INFORMATION GIVEN:
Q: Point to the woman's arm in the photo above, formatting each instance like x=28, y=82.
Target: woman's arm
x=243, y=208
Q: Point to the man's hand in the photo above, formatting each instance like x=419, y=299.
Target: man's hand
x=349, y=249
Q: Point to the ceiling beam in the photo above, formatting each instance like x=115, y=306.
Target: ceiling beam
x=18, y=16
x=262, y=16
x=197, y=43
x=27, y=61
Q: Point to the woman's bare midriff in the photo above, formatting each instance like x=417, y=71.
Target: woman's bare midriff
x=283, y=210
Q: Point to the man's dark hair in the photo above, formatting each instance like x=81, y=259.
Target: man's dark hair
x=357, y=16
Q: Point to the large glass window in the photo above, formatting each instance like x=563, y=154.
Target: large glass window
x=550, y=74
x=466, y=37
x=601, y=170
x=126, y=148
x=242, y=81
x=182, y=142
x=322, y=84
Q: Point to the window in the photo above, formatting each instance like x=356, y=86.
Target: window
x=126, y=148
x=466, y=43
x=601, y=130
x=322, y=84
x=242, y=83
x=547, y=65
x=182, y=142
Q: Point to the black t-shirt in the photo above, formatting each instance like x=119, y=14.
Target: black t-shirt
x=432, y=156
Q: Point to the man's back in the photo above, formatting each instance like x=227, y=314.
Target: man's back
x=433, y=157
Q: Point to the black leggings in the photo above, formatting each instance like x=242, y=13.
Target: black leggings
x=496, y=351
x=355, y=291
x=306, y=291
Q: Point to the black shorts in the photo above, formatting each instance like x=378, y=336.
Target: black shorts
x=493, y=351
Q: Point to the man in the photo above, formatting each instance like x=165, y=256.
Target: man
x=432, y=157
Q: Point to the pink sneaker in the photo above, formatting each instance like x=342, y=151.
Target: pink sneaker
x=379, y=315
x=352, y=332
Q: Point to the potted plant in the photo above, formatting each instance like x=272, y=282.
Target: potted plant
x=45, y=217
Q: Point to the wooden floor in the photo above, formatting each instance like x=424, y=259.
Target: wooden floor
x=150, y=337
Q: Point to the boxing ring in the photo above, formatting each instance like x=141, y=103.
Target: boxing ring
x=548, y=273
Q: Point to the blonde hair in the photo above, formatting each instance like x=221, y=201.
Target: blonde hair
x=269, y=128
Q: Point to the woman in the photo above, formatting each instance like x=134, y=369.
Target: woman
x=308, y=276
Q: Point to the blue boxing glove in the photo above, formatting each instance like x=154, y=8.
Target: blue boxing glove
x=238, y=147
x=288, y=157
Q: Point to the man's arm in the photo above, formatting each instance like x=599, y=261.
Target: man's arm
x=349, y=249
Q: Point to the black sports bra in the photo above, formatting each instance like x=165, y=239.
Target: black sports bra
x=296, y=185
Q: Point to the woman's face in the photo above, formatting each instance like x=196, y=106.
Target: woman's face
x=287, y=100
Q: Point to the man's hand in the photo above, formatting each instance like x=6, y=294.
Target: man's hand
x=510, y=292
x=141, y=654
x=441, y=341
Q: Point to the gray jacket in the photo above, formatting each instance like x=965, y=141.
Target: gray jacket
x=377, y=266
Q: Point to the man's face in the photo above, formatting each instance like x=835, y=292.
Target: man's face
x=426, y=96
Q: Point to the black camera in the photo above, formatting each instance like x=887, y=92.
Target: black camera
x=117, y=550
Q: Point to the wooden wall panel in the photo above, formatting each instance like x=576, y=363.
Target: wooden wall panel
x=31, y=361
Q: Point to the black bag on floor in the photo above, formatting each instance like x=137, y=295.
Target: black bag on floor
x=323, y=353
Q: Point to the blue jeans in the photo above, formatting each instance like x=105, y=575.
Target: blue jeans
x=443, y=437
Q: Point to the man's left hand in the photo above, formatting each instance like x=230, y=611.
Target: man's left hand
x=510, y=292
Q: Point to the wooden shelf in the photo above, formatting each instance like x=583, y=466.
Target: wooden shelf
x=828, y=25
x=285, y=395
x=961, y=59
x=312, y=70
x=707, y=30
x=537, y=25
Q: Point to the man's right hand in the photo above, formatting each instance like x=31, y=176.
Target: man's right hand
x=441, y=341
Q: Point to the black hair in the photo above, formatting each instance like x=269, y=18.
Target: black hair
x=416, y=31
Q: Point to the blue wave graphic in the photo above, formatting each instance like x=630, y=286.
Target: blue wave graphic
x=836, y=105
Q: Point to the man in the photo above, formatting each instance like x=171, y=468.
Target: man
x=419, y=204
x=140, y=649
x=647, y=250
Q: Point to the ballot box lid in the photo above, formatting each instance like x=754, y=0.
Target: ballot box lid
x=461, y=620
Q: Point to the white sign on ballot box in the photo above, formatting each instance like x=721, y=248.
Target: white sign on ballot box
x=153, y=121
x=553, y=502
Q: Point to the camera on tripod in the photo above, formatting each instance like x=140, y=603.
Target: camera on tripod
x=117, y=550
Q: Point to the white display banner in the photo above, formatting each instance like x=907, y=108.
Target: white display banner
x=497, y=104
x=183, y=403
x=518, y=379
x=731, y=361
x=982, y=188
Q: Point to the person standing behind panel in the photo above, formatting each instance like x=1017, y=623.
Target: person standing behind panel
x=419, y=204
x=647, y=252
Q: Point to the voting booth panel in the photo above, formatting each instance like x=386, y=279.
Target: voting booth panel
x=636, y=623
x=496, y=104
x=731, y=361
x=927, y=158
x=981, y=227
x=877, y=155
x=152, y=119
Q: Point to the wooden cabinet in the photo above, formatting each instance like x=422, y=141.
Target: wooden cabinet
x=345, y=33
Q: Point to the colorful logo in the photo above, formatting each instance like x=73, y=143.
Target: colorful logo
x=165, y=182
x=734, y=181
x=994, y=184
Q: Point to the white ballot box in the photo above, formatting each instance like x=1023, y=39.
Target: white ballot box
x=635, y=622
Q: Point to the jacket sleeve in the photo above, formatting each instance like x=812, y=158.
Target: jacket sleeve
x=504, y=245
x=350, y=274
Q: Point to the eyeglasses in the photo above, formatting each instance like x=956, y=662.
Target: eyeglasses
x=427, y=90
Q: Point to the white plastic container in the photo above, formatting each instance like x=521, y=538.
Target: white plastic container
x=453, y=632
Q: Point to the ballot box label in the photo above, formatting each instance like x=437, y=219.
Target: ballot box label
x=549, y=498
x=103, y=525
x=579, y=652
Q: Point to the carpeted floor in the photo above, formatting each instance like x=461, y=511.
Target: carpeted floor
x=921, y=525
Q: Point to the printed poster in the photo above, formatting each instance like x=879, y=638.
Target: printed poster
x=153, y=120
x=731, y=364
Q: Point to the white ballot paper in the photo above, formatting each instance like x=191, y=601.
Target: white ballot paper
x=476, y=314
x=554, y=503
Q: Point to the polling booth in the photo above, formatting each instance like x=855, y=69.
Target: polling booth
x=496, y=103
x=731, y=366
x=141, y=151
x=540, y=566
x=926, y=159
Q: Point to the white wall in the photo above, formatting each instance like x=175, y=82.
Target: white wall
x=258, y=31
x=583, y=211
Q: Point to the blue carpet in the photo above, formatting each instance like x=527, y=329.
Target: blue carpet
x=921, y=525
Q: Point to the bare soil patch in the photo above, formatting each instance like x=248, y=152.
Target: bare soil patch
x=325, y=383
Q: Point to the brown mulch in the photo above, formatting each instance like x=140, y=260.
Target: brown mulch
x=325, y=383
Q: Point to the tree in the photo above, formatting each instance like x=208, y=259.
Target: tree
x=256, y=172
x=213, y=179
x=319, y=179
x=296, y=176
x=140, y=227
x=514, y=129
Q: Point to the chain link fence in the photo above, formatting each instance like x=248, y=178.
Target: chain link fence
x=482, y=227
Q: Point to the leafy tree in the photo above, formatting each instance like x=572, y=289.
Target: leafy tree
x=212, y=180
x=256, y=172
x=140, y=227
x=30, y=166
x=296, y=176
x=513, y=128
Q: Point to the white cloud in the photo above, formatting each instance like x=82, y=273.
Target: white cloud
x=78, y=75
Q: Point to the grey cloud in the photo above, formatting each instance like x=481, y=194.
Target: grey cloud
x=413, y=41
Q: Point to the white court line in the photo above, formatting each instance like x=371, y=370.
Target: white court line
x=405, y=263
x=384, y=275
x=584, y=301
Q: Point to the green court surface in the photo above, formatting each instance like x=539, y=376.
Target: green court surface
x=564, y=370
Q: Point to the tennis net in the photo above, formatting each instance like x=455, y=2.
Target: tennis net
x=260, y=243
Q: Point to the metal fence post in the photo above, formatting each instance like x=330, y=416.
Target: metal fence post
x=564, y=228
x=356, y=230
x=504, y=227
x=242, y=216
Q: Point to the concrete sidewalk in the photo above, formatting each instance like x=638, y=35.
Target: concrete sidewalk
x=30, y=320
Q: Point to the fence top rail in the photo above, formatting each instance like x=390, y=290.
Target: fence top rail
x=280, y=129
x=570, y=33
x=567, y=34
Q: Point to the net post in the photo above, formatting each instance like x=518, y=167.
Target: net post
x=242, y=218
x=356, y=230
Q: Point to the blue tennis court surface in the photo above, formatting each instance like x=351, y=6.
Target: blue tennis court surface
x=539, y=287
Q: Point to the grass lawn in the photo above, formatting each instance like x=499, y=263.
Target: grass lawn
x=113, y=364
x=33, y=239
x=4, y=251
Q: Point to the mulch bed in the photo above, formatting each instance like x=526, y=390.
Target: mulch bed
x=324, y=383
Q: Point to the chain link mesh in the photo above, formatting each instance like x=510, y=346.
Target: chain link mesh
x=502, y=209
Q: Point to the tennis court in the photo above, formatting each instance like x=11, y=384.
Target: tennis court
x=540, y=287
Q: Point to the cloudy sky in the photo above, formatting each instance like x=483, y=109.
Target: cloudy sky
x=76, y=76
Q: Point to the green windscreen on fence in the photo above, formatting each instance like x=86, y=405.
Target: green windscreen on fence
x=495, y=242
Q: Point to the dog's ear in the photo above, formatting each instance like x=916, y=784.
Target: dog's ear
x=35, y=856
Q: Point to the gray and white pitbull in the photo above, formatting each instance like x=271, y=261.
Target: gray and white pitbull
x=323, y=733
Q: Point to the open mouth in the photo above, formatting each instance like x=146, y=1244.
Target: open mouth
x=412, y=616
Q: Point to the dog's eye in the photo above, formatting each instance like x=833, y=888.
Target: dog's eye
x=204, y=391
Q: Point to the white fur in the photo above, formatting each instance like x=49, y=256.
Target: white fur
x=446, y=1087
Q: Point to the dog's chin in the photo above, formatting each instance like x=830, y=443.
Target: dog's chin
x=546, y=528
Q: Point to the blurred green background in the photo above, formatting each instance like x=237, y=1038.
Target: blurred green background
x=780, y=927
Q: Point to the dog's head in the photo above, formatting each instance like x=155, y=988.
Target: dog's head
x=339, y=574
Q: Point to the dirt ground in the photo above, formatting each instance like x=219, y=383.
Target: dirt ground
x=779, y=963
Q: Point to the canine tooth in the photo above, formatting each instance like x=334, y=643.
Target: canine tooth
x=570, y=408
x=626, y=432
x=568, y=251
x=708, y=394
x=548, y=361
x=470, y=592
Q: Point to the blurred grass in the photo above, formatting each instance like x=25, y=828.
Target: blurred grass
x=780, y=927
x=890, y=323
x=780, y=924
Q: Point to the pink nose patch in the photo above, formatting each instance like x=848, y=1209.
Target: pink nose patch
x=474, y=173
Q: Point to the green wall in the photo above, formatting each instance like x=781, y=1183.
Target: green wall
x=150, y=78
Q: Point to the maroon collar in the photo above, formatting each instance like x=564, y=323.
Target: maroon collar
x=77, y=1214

WORK TO BE COMPLETED: Give the lines from the one containing "like x=171, y=468." through the one containing "x=152, y=119", both included, as a JSON list of strings with one string per line and blank lines omitted.

REPLY TO THE TASK:
[
  "Q: Point to the man in the photo above, formatting each instance like x=171, y=468.",
  "Target: man",
  "x=419, y=204",
  "x=140, y=649",
  "x=647, y=250",
  "Q: Point to the ballot box lid in the photo above, formatting each instance like x=754, y=0.",
  "Target: ballot box lid",
  "x=461, y=620",
  "Q: Point to the white sign on ballot box in the photo above, formatting each instance like x=721, y=248.",
  "Target: white sign on ballot box",
  "x=153, y=121",
  "x=553, y=502",
  "Q: Point to the camera on tripod in the photo above, formatting each instance like x=140, y=603.",
  "Target: camera on tripod",
  "x=117, y=550",
  "Q: Point to the white display banner in the photo above, formatting each instance like x=907, y=108.",
  "Target: white display banner",
  "x=497, y=104",
  "x=183, y=403",
  "x=518, y=379",
  "x=731, y=361",
  "x=982, y=188",
  "Q: Point to the person standing behind panel in the photo above, formatting each instance like x=1017, y=623.",
  "Target: person standing behind panel",
  "x=419, y=204",
  "x=647, y=252",
  "Q: Point to the voting booth panel in the photo above, formatting each instance like x=386, y=279.",
  "Target: voting booth panel",
  "x=636, y=623",
  "x=496, y=104",
  "x=731, y=361",
  "x=927, y=158",
  "x=981, y=227",
  "x=877, y=155",
  "x=152, y=119"
]